— START GIVEN PASSAGE —

The kaiila is the mount of the Wagon warrior, and several of these are kept with each Wagon, the actual number being determined by the wealth of the individual warrior. The kaiila is both swift and graceful, standing twenty to twenty-two hands high at the shoulder. It is both vicious and beautiful, and inhabits only the southern hemisphere of Gor. It does not suckle its young, who must hunt and kill the moment they are born. For this reason, a bound verr or slave is left in the vicinity of the newborn in the Wagon Camp. The kaiila must only be fed once every few days, and it is has extraordinary powers of endurance, being able to travel as much as six hundred pasangs in a day.



The Bosk

The bosk is much like a large yak or oxen, perhaps a relative of the musk ox of Earth's Ice Age. It is a huge beast with a humped back like a bison, with a thick shaggy pelt. Ill- tempered and dangerous, with two long horns.

The Sleen

Another of the important animals in the a wagon camp is the Prairie Sleen. This animal is the nocturnal guardian of the camp. The sleen is a vicious carnivore, caged during the day, and set free only at night to roam the perimeter of the bosk herd. They are also used as trackers for escaped slaves, and can follow a scent that is a month old. When they find their quarry they kill and eat it. A sleen cannot be approached by anyone but its own Master. Anyone else, it will kill. Each night, it is imperative that everyone be safe in the camp before the sleen are released. When a sleen's Master dies, the sleen itself must be slain, and fed to its own kind.

— END GIVEN PASSAGE —
— START DATA ENTRIES —

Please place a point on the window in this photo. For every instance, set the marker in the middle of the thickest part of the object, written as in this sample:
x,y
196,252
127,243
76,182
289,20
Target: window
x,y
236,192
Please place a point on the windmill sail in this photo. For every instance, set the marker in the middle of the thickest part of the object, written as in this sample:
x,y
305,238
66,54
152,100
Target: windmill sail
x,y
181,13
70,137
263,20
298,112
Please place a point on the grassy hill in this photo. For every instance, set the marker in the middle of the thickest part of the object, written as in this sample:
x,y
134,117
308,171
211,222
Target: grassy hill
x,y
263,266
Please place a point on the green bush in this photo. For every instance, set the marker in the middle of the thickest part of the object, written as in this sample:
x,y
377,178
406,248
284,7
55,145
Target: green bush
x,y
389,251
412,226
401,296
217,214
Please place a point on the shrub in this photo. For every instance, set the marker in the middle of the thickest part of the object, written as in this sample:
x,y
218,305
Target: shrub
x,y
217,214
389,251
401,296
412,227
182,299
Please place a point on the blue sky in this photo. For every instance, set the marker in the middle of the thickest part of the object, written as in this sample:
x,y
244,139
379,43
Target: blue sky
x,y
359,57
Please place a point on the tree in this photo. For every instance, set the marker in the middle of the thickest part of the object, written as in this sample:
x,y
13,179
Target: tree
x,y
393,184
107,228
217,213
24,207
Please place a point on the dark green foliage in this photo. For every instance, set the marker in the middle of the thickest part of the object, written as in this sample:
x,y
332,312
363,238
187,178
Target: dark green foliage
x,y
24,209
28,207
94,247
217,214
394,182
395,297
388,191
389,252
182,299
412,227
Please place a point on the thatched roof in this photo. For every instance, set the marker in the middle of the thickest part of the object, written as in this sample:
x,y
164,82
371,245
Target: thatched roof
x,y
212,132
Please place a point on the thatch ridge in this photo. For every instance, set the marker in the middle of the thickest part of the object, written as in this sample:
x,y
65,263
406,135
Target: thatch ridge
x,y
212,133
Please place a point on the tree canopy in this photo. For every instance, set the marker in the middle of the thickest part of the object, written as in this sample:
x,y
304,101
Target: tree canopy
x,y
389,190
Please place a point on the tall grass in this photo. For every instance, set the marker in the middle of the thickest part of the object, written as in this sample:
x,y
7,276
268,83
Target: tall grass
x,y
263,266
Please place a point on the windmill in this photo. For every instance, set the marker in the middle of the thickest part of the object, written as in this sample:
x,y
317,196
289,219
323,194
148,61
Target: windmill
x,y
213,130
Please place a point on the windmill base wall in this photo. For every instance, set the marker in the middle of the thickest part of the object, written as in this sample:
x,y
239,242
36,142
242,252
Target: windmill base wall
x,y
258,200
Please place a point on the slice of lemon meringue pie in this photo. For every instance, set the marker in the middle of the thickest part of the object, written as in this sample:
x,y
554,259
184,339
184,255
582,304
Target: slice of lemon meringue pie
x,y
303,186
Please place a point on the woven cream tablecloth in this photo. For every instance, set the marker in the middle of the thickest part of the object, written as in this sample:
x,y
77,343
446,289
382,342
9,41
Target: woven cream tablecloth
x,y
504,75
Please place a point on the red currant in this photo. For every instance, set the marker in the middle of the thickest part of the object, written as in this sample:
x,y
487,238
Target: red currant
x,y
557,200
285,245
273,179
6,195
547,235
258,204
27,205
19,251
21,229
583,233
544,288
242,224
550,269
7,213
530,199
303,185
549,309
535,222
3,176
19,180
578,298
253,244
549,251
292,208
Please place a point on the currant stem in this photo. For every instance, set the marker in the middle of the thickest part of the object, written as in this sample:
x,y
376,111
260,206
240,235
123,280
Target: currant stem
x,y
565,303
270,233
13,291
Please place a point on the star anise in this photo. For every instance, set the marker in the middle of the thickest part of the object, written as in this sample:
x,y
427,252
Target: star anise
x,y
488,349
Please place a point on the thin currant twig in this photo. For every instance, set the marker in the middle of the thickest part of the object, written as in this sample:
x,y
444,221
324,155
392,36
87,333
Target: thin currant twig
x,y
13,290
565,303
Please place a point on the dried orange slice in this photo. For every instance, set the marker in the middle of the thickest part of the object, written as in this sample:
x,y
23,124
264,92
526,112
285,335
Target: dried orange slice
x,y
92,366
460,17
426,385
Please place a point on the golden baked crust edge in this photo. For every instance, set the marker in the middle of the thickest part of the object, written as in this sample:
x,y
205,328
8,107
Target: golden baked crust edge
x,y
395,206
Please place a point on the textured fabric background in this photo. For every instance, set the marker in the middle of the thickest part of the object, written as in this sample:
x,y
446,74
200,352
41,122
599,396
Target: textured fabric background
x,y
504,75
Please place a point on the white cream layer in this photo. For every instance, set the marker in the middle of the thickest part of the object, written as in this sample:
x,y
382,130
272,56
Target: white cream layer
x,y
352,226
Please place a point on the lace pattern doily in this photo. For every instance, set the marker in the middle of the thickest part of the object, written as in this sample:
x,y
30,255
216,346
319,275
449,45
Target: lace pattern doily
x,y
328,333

— END DATA ENTRIES —

*CHALLENGES:*
[A] According to the passage on Wagon animals, how far can a kaiila travel in a day?
[B] Using the passage on Wagon animals, explain why a bound verr or slave is left near a newborn kaiila in the Wagon Camp.
[C] Please go on with the passage on Wagon animals from where it stops.
The rows are separate material from the passage on Wagon animals.

*SOLVED PROBLEMS:*
[A] As much as six hundred pasangs.

[B] The kaiila does not suckle its young, so a newborn must hunt and kill the moment it is born. The bound verr or slave is left nearby for the newborn to hunt.

[C]
Animal Quotes

"The Wagon Peoples grow no food, nor do they have manu- facturing as we know it. They are herders, and it is said, killers. They eat nothing that has touched the dirt. They live on the meat and milk of the bosk. They are among the proudest peoples on Gor, regarding the dwellers of the cities of Gor as vermin in holes, cowards who must fly behind walls, wretches who fear to live beneath the broad sky, who dare not dispute them the open, windswept plains of their world."
"The bosk is said to be the Mother of the Wagon Peoples, and they reverence it as such. The man who kills one foolishly is strangled in thongs or suffocated in the hide of the animal he slew; if, for any reason, the man should kill a bosk cow with unborn young he is staked out, alive, in the path of the herd, and the march of the Wagon Peoples takes its way over him."
"The bosk, without which the Wagon People could not live, is an oxlike creature. Its is huge shambling animal with a thick, humped neck and long shaggy hair. It has a wide head and tiny red eyes, a temper to match that of a sleen and two long, wicked horns that reach out from its head and suddenly curve forward to terminate in fearful points. Some of these horns, on the larger animals, measured from tip to tip, exceed the length of two spears."
"Not only does the flesh of the bosk and the milk of the cows furnish the Wagon Peoples with food and drink, but its hides cover the domelike wagons in which they dwell; its tanned and sewn skins cover their bodies; the leather of its hump is used for their shields; its sinews form their thread; its bones and horns are split and tooled into implements of a hundred sorts, from awls, punches and spoons to drinking flagons and weapon tips; its hooves are used for glues; its oils are used to grease their bodies against the cold. Even the dung of the bosk finds its uses on the treeless prairies, being dried and used for fuel."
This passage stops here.